WORK TO COMPLETE:
A. Decide whether each statement agrees with the passage about Maxwell's faculty. Answer yes or no for each and quote the words of the passage that decide it. (i) The Center for Policy Research is one of Maxwell's multidisciplinary resources. (ii) Robert D. McClure is described as an economist. (iii) McClure says the world's transformation began on September 11th.
B. According to the passage about Maxwell's faculty, what title does Robert D. McClure hold?
C. Reproduce word for word the stretch of the passage about Maxwell's faculty from "AP Wide World" through "on the Hill.".

SOURCE EXCERPT:

AP Wide World Photos

      Maxwell’s reputation as a research institution is as impressive as its record of producing leaders in its classrooms. Governments, corporations, and foundations at home and abroad regularly seek counsel from its professors and multidisciplinary resources, which include the Alan K. Campbell Institute of Public Affairs, the Global Affairs Institute, and the Center for Policy Research. Yet even while bearing considerable national and international responsibilities, the faculty continues to function as a vital campus resource, offering the University community the kind of reliable information and informed opinion that keep the conversations of a vital democracy buzzing on the Hill.

      Senior Associate Dean Robert D. McClure is as much a voice in those discussions as any figure on campus. A political scientist with an unabashed enthusiasm for the ideals of American democracy, he seems to take the terrorist assault on American soil as a personal attack. When asked in what ways he thought the world had changed in the rubble of the World Trade Center and the Pentagon, he offers a broad context for understanding the events. “Without question the world has changed,” he says. “This transformation began a decade ago, but was made horrifyingly and graphically clear on September 11th.”

EXTRACTED DATA:
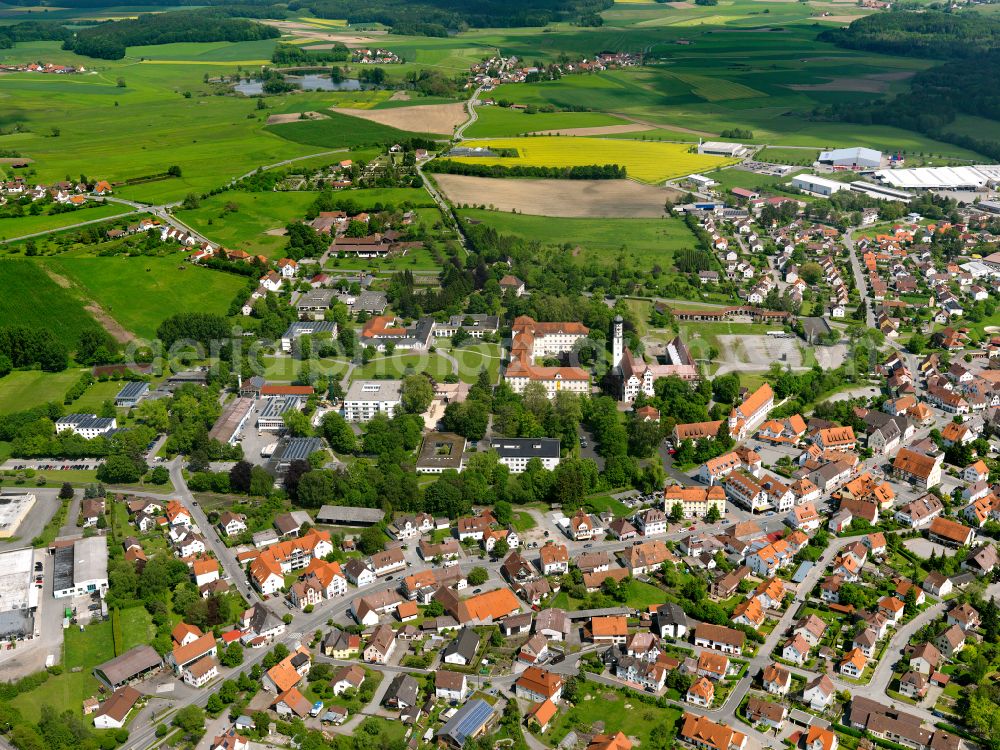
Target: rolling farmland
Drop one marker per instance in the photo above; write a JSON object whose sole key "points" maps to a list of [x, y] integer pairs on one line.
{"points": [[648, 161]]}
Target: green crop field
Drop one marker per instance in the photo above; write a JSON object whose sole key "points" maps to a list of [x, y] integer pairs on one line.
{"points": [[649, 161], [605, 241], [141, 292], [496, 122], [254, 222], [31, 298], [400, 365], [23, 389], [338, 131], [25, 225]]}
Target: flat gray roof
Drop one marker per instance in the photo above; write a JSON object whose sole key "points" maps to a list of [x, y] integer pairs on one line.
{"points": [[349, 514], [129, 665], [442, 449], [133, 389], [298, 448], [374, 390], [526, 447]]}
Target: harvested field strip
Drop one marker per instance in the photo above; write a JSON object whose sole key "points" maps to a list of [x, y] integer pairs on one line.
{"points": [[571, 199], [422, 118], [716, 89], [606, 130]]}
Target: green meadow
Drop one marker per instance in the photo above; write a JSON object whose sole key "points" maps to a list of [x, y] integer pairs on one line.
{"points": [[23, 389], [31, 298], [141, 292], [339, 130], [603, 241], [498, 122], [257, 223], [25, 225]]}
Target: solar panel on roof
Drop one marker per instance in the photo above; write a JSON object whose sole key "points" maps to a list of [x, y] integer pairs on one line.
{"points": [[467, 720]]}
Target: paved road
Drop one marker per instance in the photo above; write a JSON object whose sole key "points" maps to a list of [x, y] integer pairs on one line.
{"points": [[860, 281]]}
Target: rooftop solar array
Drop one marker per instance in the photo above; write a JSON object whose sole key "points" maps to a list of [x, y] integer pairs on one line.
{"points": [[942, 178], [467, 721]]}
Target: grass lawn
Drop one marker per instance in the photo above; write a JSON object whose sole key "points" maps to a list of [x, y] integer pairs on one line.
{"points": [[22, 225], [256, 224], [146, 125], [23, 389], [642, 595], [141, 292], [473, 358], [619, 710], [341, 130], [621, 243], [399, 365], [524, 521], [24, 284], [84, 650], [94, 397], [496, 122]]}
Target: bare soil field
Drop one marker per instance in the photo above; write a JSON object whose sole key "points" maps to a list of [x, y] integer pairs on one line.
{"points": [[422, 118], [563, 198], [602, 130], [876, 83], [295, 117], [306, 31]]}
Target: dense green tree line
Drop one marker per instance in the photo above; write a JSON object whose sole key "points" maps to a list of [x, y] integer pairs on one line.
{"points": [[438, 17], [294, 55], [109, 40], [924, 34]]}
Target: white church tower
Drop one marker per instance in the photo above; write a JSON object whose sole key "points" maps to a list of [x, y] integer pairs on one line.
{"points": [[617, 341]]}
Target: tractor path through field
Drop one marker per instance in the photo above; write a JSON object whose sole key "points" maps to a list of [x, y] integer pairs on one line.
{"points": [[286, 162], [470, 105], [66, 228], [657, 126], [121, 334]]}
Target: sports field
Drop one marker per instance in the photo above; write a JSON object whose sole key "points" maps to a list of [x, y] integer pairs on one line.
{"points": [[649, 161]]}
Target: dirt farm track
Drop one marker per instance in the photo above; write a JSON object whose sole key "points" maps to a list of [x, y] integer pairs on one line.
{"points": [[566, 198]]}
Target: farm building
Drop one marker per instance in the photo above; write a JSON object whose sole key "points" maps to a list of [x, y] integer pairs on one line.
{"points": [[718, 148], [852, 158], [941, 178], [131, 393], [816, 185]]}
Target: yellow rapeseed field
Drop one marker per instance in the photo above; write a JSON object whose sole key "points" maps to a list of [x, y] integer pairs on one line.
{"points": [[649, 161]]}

* * *

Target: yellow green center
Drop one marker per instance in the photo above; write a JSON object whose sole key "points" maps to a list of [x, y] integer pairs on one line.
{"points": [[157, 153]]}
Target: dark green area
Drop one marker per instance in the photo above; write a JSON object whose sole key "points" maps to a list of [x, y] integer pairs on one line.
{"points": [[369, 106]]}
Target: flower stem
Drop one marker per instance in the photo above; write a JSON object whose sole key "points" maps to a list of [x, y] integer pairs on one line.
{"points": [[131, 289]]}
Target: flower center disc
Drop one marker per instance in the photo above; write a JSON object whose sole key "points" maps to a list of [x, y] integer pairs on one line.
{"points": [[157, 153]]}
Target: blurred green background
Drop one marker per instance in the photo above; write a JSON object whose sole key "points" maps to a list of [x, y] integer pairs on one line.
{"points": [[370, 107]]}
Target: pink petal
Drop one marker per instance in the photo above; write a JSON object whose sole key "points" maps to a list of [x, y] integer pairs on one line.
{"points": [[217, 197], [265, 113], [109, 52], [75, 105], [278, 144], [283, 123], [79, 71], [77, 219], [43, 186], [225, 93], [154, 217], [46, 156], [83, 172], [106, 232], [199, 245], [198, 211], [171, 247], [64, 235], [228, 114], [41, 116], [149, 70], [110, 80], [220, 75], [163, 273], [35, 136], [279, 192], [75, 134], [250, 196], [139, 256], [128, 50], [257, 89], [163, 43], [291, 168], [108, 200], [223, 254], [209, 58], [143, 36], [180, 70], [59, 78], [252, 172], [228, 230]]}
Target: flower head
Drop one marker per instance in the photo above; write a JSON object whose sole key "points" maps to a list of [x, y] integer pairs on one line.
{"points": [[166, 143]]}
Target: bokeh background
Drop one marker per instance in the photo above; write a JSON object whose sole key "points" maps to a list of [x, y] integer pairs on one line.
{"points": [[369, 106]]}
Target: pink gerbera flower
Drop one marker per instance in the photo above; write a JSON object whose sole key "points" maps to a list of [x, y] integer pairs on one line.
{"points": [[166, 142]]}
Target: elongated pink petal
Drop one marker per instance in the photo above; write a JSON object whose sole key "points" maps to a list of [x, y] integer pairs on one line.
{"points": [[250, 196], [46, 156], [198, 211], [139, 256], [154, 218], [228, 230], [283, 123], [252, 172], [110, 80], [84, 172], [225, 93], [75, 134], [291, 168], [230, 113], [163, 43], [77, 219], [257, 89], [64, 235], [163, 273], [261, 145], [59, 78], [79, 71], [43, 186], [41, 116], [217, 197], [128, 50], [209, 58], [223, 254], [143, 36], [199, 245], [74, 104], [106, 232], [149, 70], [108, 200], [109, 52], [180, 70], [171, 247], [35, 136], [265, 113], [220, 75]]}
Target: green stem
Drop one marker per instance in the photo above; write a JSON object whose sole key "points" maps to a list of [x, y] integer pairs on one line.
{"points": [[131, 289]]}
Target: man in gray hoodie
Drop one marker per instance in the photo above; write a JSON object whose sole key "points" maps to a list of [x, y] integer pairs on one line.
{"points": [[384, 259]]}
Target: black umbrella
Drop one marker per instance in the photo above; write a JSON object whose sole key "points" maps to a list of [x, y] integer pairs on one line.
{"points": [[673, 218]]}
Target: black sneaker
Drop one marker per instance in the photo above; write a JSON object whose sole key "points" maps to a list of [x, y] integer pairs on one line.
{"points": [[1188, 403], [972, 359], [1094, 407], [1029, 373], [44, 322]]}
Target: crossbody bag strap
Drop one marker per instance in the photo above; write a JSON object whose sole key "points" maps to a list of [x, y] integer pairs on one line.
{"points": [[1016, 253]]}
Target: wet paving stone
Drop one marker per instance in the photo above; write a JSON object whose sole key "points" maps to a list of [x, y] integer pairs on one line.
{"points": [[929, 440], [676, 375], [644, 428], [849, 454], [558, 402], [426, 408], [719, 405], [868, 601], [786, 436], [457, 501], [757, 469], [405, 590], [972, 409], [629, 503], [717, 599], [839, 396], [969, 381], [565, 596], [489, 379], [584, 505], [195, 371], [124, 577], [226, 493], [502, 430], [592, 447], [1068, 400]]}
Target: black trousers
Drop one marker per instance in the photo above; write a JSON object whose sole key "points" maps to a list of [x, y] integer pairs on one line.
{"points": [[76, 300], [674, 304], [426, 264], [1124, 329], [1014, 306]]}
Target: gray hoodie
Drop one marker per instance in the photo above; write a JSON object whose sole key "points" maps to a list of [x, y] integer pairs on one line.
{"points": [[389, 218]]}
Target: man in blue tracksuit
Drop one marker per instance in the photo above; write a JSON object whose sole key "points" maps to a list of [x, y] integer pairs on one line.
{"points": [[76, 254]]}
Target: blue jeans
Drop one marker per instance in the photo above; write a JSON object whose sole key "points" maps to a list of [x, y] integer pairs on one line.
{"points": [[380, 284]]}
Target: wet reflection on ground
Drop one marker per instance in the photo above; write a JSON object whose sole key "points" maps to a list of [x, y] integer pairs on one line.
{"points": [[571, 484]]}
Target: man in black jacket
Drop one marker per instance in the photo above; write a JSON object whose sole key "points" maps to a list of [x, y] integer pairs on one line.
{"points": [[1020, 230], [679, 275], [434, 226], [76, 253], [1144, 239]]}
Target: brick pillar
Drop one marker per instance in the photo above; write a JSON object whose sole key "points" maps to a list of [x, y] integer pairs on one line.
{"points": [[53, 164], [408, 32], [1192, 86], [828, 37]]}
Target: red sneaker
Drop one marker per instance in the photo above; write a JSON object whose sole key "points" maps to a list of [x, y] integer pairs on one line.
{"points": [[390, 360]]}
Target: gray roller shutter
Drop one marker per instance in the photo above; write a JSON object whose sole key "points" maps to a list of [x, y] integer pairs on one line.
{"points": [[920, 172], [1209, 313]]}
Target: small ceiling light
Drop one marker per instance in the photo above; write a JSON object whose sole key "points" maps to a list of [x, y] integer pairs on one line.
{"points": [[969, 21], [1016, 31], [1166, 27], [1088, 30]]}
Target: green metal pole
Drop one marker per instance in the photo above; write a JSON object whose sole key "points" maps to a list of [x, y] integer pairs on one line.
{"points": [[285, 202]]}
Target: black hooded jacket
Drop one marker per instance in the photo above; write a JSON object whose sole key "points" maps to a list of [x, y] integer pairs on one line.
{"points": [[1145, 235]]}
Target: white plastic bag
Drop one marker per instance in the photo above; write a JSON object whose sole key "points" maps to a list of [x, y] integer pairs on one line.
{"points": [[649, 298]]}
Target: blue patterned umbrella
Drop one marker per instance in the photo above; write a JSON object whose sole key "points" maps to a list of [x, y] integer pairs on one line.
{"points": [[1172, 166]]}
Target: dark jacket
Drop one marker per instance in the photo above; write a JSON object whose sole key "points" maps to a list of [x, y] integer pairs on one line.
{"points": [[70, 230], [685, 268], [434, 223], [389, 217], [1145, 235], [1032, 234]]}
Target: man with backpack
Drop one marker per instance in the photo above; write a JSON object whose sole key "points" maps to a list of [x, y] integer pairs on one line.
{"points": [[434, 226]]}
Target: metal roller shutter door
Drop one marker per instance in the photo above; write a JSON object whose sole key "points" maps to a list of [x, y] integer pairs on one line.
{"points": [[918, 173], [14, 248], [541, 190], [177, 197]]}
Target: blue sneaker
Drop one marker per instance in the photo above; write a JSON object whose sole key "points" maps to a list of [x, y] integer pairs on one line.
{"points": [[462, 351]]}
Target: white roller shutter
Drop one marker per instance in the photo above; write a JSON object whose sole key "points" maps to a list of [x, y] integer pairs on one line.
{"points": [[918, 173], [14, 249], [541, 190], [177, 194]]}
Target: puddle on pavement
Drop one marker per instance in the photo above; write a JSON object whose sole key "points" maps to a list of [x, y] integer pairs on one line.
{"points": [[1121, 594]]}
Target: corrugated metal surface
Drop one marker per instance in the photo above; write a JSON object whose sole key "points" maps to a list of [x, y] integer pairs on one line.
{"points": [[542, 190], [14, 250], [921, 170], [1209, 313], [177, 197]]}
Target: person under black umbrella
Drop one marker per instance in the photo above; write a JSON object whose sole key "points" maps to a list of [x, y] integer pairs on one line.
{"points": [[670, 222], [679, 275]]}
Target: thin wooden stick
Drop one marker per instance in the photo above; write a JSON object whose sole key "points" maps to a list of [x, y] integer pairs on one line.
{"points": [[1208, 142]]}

PER-TASK ANSWERS:
A.
(i) Yes: "which include the Alan K. Campbell Institute of Public Affairs, the Global Affairs Institute, and the Center for Policy Research"
(ii) No: "A political scientist with an unabashed enthusiasm for the ideals of American democracy"
(iii) No: "This transformation began a decade ago, but was made horrifyingly and graphically clear on September 11th."

B. Senior Associate Dean.

C.
AP Wide World Photos

      Maxwell’s reputation as a research institution is as impressive as its record of producing leaders in its classrooms. Governments, corporations, and foundations at home and abroad regularly seek counsel from its professors and multidisciplinary resources, which include the Alan K. Campbell Institute of Public Affairs, the Global Affairs Institute, and the Center for Policy Research. Yet even while bearing considerable national and international responsibilities, the faculty continues to function as a vital campus resource, offering the University community the kind of reliable information and informed opinion that keep the conversations of a vital democracy buzzing on the Hill.